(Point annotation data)
<<<<
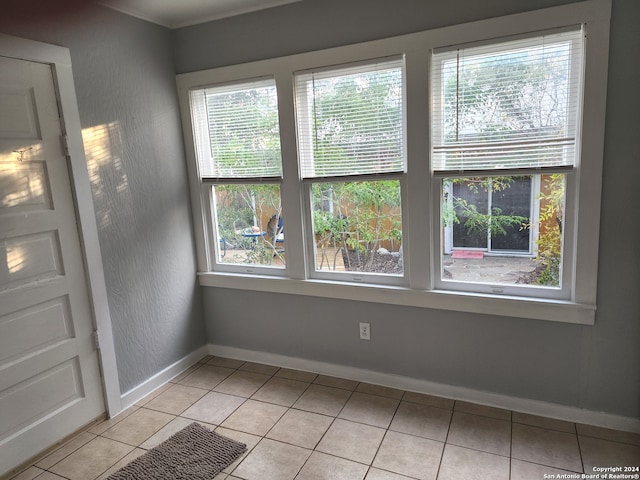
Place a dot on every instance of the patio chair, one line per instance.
(275, 230)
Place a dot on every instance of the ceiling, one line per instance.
(182, 13)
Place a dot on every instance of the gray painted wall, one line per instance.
(593, 367)
(125, 78)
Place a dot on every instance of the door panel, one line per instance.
(50, 382)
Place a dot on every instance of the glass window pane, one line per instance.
(507, 105)
(358, 226)
(236, 130)
(250, 225)
(350, 120)
(503, 230)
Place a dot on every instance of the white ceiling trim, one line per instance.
(177, 14)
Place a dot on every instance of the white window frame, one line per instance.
(420, 195)
(400, 176)
(207, 185)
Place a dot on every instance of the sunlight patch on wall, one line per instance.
(103, 150)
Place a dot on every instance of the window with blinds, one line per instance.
(236, 131)
(350, 120)
(510, 105)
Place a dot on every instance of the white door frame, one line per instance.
(60, 60)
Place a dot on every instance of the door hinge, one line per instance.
(64, 141)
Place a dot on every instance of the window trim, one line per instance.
(419, 288)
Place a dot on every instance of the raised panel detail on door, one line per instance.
(30, 258)
(24, 187)
(20, 118)
(38, 397)
(24, 332)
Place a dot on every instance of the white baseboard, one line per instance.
(533, 407)
(145, 388)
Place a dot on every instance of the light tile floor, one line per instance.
(299, 425)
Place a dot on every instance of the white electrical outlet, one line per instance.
(365, 331)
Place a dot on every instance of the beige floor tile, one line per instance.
(296, 375)
(323, 400)
(543, 422)
(604, 453)
(431, 400)
(65, 450)
(213, 408)
(92, 459)
(207, 377)
(130, 457)
(304, 429)
(379, 390)
(102, 427)
(481, 433)
(546, 447)
(483, 410)
(370, 409)
(336, 382)
(185, 373)
(152, 395)
(271, 460)
(242, 384)
(521, 470)
(205, 359)
(459, 462)
(422, 420)
(226, 362)
(353, 441)
(249, 440)
(28, 474)
(176, 399)
(408, 455)
(138, 426)
(608, 434)
(281, 391)
(321, 467)
(171, 428)
(50, 476)
(259, 368)
(377, 474)
(254, 417)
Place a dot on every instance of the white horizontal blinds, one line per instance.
(236, 131)
(351, 120)
(507, 106)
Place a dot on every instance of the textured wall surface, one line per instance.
(592, 367)
(125, 84)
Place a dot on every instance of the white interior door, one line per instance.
(50, 382)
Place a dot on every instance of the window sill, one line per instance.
(518, 307)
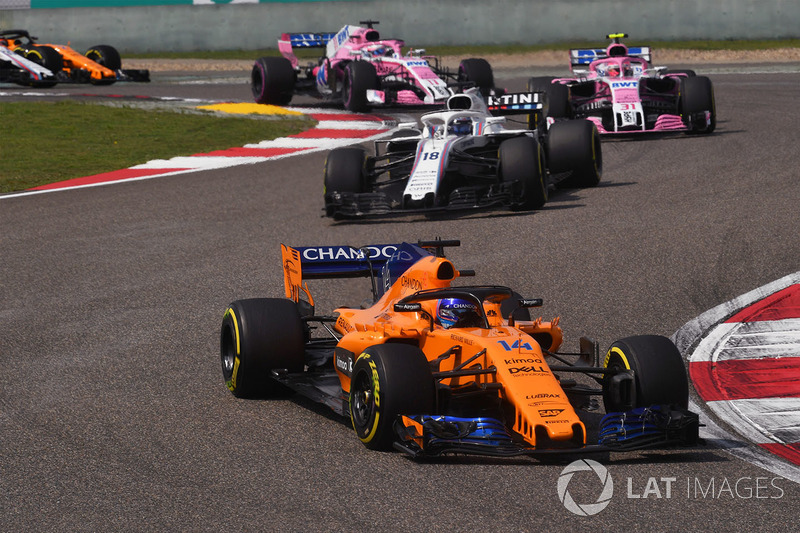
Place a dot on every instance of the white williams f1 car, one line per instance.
(464, 158)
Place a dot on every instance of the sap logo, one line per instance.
(548, 413)
(410, 283)
(515, 346)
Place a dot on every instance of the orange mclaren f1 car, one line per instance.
(431, 368)
(101, 65)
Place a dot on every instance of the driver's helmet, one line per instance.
(461, 126)
(457, 312)
(627, 69)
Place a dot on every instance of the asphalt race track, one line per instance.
(114, 416)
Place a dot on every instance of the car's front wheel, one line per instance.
(388, 380)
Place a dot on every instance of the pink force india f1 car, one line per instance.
(619, 90)
(360, 69)
(430, 367)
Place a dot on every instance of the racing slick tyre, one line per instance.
(257, 336)
(359, 77)
(557, 100)
(388, 380)
(658, 372)
(697, 97)
(574, 146)
(272, 81)
(479, 72)
(522, 161)
(402, 150)
(46, 57)
(345, 172)
(105, 55)
(405, 146)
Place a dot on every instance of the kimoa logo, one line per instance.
(586, 509)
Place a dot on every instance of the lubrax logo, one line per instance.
(547, 413)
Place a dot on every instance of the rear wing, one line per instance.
(323, 262)
(515, 103)
(582, 57)
(289, 41)
(387, 261)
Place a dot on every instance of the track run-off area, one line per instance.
(113, 411)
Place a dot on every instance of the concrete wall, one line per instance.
(419, 22)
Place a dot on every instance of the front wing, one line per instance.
(657, 426)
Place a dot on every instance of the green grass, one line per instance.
(48, 142)
(498, 49)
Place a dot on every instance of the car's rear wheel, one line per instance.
(522, 161)
(659, 372)
(257, 336)
(388, 380)
(359, 77)
(272, 81)
(556, 100)
(697, 98)
(478, 71)
(105, 55)
(685, 72)
(574, 146)
(345, 172)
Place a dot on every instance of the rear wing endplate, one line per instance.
(321, 262)
(306, 40)
(289, 41)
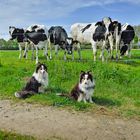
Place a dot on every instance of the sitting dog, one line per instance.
(84, 89)
(37, 83)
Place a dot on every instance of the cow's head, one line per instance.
(69, 45)
(114, 25)
(11, 32)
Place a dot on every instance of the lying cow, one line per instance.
(127, 36)
(18, 34)
(59, 38)
(38, 35)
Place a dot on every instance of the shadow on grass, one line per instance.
(106, 102)
(130, 62)
(55, 90)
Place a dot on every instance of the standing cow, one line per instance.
(18, 34)
(128, 34)
(113, 35)
(59, 38)
(38, 35)
(93, 33)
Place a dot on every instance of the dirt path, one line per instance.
(55, 124)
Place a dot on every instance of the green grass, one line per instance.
(117, 83)
(12, 136)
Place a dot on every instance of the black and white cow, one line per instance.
(18, 34)
(59, 38)
(113, 35)
(128, 34)
(93, 33)
(38, 35)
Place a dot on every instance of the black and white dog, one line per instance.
(84, 89)
(37, 83)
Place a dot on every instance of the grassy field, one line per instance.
(12, 136)
(117, 83)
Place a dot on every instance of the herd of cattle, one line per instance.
(108, 34)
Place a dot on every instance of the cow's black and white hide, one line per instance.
(18, 34)
(93, 33)
(59, 38)
(37, 83)
(127, 36)
(38, 35)
(113, 35)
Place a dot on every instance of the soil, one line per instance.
(50, 123)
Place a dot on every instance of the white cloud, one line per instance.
(22, 13)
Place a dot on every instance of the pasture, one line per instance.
(117, 89)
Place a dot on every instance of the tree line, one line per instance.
(13, 45)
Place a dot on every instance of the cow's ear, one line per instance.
(89, 72)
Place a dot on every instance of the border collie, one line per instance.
(84, 89)
(37, 83)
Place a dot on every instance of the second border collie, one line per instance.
(37, 83)
(84, 89)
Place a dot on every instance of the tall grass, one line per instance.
(117, 83)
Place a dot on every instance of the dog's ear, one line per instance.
(38, 64)
(89, 72)
(82, 72)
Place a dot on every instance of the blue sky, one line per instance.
(22, 13)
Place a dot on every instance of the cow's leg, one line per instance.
(56, 50)
(50, 46)
(102, 51)
(26, 50)
(128, 52)
(94, 48)
(65, 52)
(46, 50)
(79, 50)
(110, 38)
(33, 55)
(20, 50)
(36, 47)
(117, 48)
(72, 55)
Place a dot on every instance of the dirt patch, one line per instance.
(46, 122)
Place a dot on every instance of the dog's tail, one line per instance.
(63, 94)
>>>>
STATED EXERCISE
Reproduce the stretch of the data from the line containing "Place a dot on every instance of the tall" through the final line, keeping every line unchanged.

WRITTEN ANSWER
Place a dot on every instance of the tall grass, one line per instance.
(117, 83)
Place a dot on every instance of the dog's ear, one line per instance.
(38, 64)
(89, 72)
(82, 72)
Place a dot on every instance of the blue sky, one line per instance.
(22, 13)
Place a dot on every instance of the cow's leg, one line per instance.
(56, 50)
(50, 46)
(102, 51)
(26, 50)
(128, 52)
(94, 48)
(65, 52)
(46, 50)
(79, 50)
(110, 38)
(33, 55)
(20, 50)
(36, 47)
(117, 48)
(72, 55)
Place a dot on every instance of the dirt patch, one line per instance.
(46, 122)
Place a dot on every instance of the dog's tail, one line per instance.
(63, 94)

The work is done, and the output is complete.